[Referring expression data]
------------------------------

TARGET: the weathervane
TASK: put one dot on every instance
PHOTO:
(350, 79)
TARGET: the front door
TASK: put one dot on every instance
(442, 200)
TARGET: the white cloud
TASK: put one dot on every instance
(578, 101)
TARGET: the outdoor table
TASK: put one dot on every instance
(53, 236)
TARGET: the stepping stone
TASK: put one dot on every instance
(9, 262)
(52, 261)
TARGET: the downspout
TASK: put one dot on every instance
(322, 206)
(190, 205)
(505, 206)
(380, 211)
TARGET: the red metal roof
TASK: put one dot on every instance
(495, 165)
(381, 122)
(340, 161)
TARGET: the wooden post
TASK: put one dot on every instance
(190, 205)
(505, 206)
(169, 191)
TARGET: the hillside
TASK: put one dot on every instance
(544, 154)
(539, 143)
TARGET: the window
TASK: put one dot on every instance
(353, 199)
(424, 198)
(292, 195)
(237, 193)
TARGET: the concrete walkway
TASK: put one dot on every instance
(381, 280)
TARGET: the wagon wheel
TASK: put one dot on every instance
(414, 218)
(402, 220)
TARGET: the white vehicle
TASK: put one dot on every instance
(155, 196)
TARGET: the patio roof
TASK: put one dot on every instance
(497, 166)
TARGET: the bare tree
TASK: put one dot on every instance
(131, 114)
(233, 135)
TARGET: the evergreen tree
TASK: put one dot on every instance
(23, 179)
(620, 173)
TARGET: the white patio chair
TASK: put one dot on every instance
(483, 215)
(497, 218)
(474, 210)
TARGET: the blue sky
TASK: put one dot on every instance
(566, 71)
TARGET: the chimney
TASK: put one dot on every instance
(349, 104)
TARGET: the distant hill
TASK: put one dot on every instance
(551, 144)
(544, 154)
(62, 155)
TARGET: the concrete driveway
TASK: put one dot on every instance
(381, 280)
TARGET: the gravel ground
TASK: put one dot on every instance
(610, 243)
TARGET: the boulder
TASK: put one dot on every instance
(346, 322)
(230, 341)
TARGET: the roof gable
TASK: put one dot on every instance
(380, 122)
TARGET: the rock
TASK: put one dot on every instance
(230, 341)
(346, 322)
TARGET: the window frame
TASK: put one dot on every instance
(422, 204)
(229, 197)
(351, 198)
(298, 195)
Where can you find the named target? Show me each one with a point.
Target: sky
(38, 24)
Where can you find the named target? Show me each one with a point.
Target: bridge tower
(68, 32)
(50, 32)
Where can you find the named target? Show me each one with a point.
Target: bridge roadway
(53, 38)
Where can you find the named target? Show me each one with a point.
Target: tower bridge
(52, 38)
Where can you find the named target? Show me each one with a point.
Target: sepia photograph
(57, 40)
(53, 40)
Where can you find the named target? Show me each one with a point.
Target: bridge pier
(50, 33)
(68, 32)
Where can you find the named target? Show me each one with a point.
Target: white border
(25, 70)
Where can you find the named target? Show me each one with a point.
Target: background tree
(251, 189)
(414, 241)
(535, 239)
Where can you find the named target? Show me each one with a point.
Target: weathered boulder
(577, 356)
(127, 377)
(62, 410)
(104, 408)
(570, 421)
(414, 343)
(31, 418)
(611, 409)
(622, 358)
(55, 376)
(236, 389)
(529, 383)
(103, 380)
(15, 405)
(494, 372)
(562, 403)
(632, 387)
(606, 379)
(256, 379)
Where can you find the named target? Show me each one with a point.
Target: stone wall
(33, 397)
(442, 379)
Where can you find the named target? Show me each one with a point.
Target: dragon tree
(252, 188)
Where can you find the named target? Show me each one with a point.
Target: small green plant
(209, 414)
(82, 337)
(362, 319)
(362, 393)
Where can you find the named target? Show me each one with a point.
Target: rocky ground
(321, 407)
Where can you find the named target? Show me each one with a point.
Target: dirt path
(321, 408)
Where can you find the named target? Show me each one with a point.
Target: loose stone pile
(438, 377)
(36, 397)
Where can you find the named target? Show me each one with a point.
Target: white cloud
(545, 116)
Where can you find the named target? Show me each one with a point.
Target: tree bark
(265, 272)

------------------------------

-- TASK REQUIREMENTS --
Each line of the data must be retyped exactly.

-- RESPONSE TO THIS EXERCISE --
TARGET: the weathervane
TASK: put one dot on every instance
PHOTO:
(350, 79)
TARGET: the front door
TASK: put one dot on every instance
(442, 200)
TARGET: the white cloud
TASK: put one dot on every instance
(578, 101)
TARGET: the outdoor table
TASK: put one dot on every instance
(53, 236)
TARGET: the stepping stone
TASK: put one dot on every instance
(9, 262)
(52, 261)
TARGET: the downspout
TASK: put one dot on every instance
(322, 206)
(190, 205)
(505, 206)
(380, 211)
TARGET: the red metal roof
TASK: put one dot on every instance
(495, 165)
(381, 122)
(340, 161)
TARGET: the wooden post
TASK: put one dot on every instance
(190, 205)
(505, 206)
(169, 191)
TARGET: the hillside
TASK: put one dot on every instance
(544, 154)
(539, 143)
TARGET: the window
TASK: put one dot on every instance
(353, 199)
(424, 198)
(292, 195)
(237, 193)
TARGET: the concrete walkway
TASK: put one dot on every instance
(381, 280)
TARGET: the wagon wheel
TASK: put one dot on every instance
(414, 218)
(402, 220)
TARGET: the white vehicle
TASK: put one dot on every instance
(155, 196)
TARGET: the patio roof
TASK: put one dot on every instance
(497, 166)
TARGET: the bare tree
TASK: put one dot on every instance
(131, 114)
(233, 135)
TARGET: the evergreen tree
TASK: put one dot on every instance
(23, 179)
(620, 173)
TARGET: the white patio chair
TASK: put one dot on every instance
(483, 215)
(497, 218)
(474, 210)
TARGET: the blue sky
TASK: put one dot on every instance
(566, 71)
TARGET: the chimney
TASK: put one dot on every instance
(349, 104)
TARGET: the distant hill
TASK: put one dot on every instance
(551, 144)
(544, 154)
(62, 155)
TARGET: the concrete driveway
TASK: put one dot on every instance
(381, 280)
TARGET: the gravel ground
TASK: put one dot on every instance
(610, 243)
TARGET: the boulder
TASK: put one dot on every instance
(346, 322)
(230, 341)
TARGET: the roof gable
TASK: put one dot on every instance
(380, 122)
TARGET: the rock
TASK: put one dot on every instance
(230, 341)
(346, 322)
TARGET: the window frame
TASK: put one dot on every instance
(422, 204)
(229, 197)
(351, 198)
(298, 195)
Where can you find the named target? Show me each one with a point.
Target: sky
(38, 24)
Where can you find the named target? Show me each one with a point.
Target: bridge tower
(68, 32)
(50, 32)
Where can you find the named target? Show me each one with a point.
Target: bridge roadway
(53, 38)
Where can you find the named target? Show me each one with a point.
Target: tower bridge
(52, 38)
Where can you find the named target? Show me each one with a point.
Target: sepia photograph
(57, 40)
(53, 40)
Where can you find the named target? Show me each one with a point.
Target: bridge pier
(50, 33)
(68, 32)
Where can you find the named target? Show me each one with a point.
Target: white border
(25, 70)
Where can you find the named target? Show me each one with a point.
Target: background tree
(251, 189)
(414, 241)
(535, 239)
Where can you find the named target? Show me each one with a point.
Target: weathered boulder
(577, 356)
(127, 377)
(62, 410)
(104, 408)
(570, 421)
(414, 343)
(31, 418)
(611, 409)
(622, 358)
(55, 376)
(236, 389)
(529, 383)
(103, 380)
(15, 405)
(494, 372)
(562, 403)
(632, 387)
(606, 379)
(256, 379)
Where can you find the named target? Show me each one with a point.
Target: stone wall
(33, 397)
(442, 379)
Where can you find the named target? Show me each one with a point.
Target: dragon tree
(252, 188)
Where can you find the named target? Show me each one with a point.
Target: small green plant
(209, 414)
(82, 337)
(362, 319)
(362, 393)
Where can you find the named target? Show me each one with a point.
Target: rocky ground
(321, 407)
Where can you find the named target? Show me each one with a point.
Target: dirt path
(321, 408)
Where can you find the named target? Show me each one with a point.
Target: loose stone pile
(438, 377)
(36, 397)
Where can you find the named target? Show me each one with a point.
Target: white cloud
(545, 116)
Where can you find the named target? Show me each one with a point.
Target: tree bark
(265, 272)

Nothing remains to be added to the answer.